- _Given task_: Duplicate the following lines exactly.

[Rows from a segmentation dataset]
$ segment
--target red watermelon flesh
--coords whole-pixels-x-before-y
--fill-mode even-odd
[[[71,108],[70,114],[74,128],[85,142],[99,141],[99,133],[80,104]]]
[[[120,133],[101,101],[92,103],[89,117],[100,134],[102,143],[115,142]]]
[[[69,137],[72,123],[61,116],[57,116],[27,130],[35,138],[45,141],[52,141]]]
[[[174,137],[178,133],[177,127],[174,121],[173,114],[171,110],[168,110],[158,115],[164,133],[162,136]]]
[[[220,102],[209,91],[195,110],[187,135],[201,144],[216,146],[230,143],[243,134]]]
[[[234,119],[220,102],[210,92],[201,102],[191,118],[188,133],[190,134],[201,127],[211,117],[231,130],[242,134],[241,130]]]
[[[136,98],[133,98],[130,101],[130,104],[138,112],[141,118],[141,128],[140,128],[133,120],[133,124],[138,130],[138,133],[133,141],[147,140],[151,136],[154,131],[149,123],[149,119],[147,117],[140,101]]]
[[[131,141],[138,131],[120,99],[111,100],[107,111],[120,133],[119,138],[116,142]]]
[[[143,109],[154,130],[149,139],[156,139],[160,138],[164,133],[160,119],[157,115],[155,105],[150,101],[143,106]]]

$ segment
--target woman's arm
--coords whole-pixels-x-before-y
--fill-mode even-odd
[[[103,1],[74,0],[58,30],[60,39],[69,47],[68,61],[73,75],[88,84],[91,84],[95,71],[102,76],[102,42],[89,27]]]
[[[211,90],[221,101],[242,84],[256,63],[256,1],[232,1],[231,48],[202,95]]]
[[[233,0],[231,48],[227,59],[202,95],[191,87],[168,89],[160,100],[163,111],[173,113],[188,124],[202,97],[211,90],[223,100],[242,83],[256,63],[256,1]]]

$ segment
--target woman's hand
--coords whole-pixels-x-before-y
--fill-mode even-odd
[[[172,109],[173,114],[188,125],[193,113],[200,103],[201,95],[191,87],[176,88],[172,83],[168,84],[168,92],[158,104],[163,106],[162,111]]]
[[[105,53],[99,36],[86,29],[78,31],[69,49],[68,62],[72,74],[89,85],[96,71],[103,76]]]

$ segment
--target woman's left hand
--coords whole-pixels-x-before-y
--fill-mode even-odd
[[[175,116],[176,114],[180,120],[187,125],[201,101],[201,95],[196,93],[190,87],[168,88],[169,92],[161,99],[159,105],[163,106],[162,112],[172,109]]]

- _Reply to the task_:
$ segment
--target red watermelon flesh
--coords whole-pixels-x-before-y
--fill-mode even-odd
[[[71,108],[70,114],[74,128],[85,142],[99,141],[99,133],[80,104]]]
[[[120,133],[101,101],[92,103],[89,117],[100,134],[102,143],[115,142]]]
[[[69,137],[72,123],[61,116],[57,116],[27,130],[35,138],[45,141],[52,141]]]
[[[174,137],[178,133],[177,127],[174,121],[173,114],[171,110],[168,110],[158,115],[164,133],[162,136]]]
[[[220,102],[209,91],[195,110],[187,135],[201,144],[216,146],[230,143],[243,134]]]
[[[234,119],[220,102],[210,92],[201,102],[191,118],[188,133],[190,134],[201,127],[211,117],[231,130],[242,134],[241,130]]]
[[[136,98],[133,98],[130,101],[130,104],[138,112],[141,118],[141,128],[140,128],[133,120],[133,124],[138,130],[138,133],[133,141],[147,140],[151,136],[154,131],[149,123],[149,119],[147,117],[140,101]]]
[[[131,141],[138,131],[120,99],[111,100],[107,111],[120,133],[119,138],[116,142]]]
[[[143,109],[154,130],[149,139],[156,139],[160,138],[164,133],[160,119],[157,115],[155,105],[150,101],[143,106]]]

$ segment
--target woman's arm
--coords whole-pixels-x-before-y
--fill-mode even-odd
[[[103,1],[74,0],[58,30],[60,39],[69,47],[68,61],[73,75],[88,84],[91,84],[95,71],[102,76],[102,42],[89,27]]]
[[[211,90],[221,101],[242,84],[256,63],[256,1],[232,1],[231,48],[202,95]]]
[[[233,0],[231,48],[227,59],[202,95],[191,87],[168,89],[160,100],[163,111],[173,113],[188,124],[202,97],[211,90],[223,100],[242,83],[256,63],[256,1]]]

$ segment
--target woman's hand
--coords whole-pixels-x-before-y
--fill-mode even-odd
[[[172,109],[173,114],[188,125],[193,113],[200,103],[201,95],[191,87],[176,88],[172,83],[168,84],[168,92],[158,104],[163,106],[162,111]]]
[[[105,53],[99,36],[86,29],[78,31],[69,49],[68,62],[72,74],[89,85],[96,71],[103,76]]]

$ segment
--target woman's left hand
--coords whole-pixels-x-before-y
--fill-mode even-odd
[[[175,116],[176,114],[180,120],[187,125],[201,101],[201,95],[196,93],[190,87],[168,88],[169,92],[161,99],[159,105],[163,106],[162,112],[172,109]]]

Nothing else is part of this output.